▽
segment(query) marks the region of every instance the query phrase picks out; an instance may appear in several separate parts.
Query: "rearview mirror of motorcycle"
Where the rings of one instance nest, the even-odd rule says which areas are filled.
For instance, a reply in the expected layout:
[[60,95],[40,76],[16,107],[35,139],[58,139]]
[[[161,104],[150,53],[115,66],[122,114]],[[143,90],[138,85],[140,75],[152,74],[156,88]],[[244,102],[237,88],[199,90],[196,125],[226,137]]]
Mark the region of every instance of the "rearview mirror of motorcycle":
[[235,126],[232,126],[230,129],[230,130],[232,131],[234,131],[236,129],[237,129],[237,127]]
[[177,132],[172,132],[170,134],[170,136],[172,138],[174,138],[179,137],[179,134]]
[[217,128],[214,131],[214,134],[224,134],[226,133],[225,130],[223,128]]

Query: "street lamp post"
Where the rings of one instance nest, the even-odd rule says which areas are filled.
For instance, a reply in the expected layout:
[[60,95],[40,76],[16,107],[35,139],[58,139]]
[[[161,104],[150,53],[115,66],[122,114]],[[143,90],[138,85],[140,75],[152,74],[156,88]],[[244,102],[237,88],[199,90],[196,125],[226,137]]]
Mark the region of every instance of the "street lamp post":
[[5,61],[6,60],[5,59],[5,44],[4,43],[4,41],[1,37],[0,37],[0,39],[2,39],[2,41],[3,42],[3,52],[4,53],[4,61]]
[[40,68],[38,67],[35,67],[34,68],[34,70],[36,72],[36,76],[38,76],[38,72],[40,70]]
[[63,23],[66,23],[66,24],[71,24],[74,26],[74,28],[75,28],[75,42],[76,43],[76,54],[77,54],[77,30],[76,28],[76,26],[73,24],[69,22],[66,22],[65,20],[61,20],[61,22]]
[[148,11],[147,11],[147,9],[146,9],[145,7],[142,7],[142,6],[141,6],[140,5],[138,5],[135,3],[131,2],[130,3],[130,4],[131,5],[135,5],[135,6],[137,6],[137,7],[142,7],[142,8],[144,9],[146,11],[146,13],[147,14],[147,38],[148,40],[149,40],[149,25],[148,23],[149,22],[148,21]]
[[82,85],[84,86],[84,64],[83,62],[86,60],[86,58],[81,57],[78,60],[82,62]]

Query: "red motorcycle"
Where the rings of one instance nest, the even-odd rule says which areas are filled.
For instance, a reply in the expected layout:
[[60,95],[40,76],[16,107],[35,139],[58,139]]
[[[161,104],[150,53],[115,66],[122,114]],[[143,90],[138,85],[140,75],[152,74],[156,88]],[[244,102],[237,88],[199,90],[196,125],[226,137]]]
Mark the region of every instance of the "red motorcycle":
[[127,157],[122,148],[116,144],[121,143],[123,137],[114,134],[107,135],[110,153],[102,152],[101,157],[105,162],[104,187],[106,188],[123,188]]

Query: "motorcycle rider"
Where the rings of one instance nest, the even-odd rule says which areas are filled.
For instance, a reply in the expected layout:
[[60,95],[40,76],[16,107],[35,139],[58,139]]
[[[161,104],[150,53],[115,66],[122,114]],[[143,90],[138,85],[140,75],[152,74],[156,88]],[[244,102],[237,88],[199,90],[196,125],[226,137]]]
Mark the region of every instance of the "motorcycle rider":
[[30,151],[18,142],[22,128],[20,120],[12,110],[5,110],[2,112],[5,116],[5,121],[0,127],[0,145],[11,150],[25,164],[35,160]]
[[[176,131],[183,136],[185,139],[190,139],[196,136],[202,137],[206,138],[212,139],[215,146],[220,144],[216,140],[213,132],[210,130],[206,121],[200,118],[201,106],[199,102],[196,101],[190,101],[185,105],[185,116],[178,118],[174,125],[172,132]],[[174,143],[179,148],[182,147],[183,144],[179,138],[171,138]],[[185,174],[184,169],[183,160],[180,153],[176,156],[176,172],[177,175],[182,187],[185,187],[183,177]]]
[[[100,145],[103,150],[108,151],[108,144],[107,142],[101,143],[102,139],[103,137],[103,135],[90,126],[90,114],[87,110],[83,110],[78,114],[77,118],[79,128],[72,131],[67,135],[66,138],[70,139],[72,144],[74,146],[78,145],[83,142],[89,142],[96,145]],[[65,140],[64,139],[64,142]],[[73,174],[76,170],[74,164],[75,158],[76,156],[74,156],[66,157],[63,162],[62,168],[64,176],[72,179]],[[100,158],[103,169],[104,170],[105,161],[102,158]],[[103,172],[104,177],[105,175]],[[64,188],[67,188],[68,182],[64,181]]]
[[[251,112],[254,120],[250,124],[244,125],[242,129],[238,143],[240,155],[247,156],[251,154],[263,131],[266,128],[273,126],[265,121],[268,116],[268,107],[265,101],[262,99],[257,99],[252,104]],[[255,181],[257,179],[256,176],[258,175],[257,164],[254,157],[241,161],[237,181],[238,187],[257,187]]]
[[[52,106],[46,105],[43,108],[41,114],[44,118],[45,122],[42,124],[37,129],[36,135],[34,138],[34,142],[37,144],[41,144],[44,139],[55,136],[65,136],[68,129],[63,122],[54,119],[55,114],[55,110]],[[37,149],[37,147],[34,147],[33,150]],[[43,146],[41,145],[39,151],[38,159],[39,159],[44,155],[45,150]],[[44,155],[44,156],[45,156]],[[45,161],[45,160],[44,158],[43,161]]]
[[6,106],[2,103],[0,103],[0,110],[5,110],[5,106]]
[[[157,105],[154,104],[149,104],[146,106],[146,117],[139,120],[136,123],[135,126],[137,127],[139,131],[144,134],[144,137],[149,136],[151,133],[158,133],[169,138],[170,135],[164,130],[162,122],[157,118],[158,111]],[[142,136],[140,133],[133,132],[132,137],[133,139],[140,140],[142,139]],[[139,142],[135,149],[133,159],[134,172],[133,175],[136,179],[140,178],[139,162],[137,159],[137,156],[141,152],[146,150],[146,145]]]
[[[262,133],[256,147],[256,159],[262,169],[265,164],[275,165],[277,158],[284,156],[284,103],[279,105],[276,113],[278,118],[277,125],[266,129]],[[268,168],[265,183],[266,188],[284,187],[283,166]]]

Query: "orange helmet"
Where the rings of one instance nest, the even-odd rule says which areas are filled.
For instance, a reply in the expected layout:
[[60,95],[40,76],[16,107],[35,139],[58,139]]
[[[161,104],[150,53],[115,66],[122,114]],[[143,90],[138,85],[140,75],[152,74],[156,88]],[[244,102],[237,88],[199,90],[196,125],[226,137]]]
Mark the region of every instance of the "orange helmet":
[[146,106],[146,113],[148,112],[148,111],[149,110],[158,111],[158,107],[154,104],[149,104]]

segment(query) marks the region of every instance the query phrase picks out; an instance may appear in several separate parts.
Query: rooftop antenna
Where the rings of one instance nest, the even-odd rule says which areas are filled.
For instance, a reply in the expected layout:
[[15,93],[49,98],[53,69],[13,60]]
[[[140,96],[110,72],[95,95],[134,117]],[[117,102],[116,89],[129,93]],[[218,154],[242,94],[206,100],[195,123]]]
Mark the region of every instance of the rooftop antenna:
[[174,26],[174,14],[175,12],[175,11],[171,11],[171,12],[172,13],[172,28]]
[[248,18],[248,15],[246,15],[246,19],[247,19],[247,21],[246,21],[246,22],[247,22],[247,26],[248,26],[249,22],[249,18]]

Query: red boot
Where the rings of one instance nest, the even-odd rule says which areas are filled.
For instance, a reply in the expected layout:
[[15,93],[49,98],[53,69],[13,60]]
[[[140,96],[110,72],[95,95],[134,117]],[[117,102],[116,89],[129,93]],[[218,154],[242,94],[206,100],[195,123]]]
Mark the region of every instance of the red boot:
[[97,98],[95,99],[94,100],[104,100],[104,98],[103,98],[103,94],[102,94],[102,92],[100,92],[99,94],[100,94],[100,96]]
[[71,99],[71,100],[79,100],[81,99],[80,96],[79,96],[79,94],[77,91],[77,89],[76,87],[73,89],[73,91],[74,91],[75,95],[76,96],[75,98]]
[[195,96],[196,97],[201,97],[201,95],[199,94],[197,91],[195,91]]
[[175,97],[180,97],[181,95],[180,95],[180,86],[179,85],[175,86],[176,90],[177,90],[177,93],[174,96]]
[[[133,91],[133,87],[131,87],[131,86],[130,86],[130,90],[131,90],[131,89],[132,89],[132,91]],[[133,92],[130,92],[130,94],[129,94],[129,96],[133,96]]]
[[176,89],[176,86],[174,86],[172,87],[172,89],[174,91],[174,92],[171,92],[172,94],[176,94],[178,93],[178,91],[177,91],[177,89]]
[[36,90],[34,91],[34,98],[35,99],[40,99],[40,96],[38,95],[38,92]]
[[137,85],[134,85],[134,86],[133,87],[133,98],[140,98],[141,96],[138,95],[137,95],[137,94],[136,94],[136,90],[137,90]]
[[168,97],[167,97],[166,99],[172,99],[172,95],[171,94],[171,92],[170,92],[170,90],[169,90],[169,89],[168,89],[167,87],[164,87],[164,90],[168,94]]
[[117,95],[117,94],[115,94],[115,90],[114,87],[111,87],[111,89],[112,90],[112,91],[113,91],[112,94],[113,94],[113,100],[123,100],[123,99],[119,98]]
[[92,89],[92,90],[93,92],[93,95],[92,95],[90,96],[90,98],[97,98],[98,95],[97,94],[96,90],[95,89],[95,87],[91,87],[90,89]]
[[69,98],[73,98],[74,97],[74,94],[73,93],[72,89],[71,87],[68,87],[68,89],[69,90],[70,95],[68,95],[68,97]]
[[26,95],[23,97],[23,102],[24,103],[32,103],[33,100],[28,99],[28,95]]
△
Please repeat the part that opens with the line containing "Query: red boot" and closes with the line containing "Mark the region of every instance of the red", both of those lines included, copying each line unchanged.

Response for this exercise>
Query: red boot
Where the rings of one instance nest, the even-odd rule says which areas are filled.
For instance, a reply in the expected layout:
[[15,93],[49,98],[53,69],[13,60]]
[[[140,96],[110,72],[95,95],[134,117]],[[117,102],[116,89],[129,93]],[[218,154],[242,94],[206,100],[195,123]]]
Mark the region of every instance of the red boot:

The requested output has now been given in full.